Rewrite the lines from the one containing "Note: in this practice we tag every instance of the coffee" up to and including the one containing "(1259, 531)", swapping "coffee table" for "side table" and leaving everything else as it is.

» PROVIDED INFORMATION:
----

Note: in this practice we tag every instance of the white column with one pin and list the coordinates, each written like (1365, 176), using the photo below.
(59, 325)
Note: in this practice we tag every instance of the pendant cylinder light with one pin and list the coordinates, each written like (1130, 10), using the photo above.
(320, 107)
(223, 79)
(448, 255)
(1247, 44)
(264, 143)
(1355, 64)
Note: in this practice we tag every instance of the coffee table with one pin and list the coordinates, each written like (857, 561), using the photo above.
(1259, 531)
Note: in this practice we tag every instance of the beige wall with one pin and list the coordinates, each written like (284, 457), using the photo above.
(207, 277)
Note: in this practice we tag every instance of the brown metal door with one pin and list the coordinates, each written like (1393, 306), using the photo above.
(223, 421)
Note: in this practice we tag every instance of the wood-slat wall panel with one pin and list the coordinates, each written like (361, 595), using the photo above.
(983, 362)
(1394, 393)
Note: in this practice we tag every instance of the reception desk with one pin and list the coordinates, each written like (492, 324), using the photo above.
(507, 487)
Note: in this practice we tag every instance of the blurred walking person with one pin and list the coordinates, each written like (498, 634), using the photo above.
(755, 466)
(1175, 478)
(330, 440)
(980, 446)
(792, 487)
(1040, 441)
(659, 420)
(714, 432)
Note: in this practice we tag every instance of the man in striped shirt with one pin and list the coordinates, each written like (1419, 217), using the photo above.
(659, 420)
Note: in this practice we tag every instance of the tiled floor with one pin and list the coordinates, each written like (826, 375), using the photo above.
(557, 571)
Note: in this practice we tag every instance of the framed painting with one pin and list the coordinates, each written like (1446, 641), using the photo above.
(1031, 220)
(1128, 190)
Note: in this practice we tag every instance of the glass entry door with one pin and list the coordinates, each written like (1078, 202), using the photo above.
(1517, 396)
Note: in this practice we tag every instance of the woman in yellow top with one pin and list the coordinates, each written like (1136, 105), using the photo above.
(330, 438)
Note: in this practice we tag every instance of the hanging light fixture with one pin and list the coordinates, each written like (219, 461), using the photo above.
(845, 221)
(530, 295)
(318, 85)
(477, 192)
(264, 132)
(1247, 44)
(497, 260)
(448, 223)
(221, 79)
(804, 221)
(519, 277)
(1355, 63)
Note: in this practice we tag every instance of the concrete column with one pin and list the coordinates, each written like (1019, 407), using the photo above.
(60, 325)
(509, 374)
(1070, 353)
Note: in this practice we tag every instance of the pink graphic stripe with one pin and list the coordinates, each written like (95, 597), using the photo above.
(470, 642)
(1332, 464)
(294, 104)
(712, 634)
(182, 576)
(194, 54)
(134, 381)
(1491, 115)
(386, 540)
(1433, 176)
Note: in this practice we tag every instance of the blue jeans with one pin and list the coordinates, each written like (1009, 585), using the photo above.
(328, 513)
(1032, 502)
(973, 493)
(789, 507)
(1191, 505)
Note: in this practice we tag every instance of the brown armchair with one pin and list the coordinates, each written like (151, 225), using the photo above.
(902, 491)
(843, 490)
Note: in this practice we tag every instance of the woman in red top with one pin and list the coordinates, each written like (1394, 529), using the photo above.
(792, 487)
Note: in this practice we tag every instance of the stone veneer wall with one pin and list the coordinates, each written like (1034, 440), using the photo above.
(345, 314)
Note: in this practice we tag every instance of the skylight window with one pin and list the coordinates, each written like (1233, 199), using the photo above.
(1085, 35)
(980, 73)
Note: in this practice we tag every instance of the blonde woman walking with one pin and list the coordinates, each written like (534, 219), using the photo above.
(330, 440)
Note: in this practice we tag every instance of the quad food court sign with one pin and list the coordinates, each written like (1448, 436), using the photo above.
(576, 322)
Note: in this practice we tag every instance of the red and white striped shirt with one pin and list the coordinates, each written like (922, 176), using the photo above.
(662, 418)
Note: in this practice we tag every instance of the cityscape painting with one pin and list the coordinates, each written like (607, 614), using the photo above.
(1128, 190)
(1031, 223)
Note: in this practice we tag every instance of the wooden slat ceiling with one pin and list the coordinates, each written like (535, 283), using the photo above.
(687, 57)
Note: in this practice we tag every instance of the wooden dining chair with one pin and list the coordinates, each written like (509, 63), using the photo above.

----

» EXERCISE RESULT:
Note: in this practice we tag every instance of the side table with one pin and list the coordinates, each written like (857, 561), using the photo above.
(1259, 531)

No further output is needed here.